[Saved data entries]

# # # # # # #

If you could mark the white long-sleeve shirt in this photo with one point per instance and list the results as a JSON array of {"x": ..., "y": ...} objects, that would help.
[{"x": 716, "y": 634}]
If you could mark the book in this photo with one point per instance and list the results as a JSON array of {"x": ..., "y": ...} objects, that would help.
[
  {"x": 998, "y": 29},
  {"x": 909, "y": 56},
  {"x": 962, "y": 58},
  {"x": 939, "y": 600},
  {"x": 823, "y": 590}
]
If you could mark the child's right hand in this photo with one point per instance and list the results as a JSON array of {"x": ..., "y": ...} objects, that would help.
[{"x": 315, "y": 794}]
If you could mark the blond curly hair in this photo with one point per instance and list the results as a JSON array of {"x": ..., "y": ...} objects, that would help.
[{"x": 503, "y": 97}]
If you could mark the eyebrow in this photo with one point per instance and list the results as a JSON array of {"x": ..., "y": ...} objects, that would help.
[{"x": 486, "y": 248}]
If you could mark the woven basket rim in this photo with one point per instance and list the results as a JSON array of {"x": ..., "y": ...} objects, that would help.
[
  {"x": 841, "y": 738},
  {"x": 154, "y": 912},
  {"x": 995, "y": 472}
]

# # # # # # #

Return every line of the records above verbatim, with nothing altered, added, or left out.

If you could mark the white long-sleeve shirt in this photo with one point per instance and list the results as a JSON array of {"x": ..., "y": ...} objects, that would help.
[{"x": 716, "y": 634}]
If you could mark the book in this photo with one point per instance and list the results as a JSON array of {"x": ..., "y": ...} objects, that would help.
[
  {"x": 998, "y": 29},
  {"x": 909, "y": 56},
  {"x": 962, "y": 58},
  {"x": 939, "y": 600},
  {"x": 823, "y": 590}
]
If you could mark the child's right hand in this photo with one point per instance and list the results as a JSON array of {"x": ..., "y": ...} objects, that would help.
[{"x": 315, "y": 794}]
If you could mark the blond curly hair in this photo with one point per instance and list the results as a JSON array of {"x": ..., "y": ...} objects, that would help.
[{"x": 503, "y": 97}]
If you could mark the eyebrow in this photo with one point per instance and list the results as a JSON array of {"x": ..., "y": ...} objects, that would help.
[{"x": 486, "y": 248}]
If you could mark the woven basket rim in this photo with one point per instance and list the results as a JSON array of {"x": ..., "y": ...} objects, that would help.
[
  {"x": 841, "y": 738},
  {"x": 154, "y": 912},
  {"x": 995, "y": 472}
]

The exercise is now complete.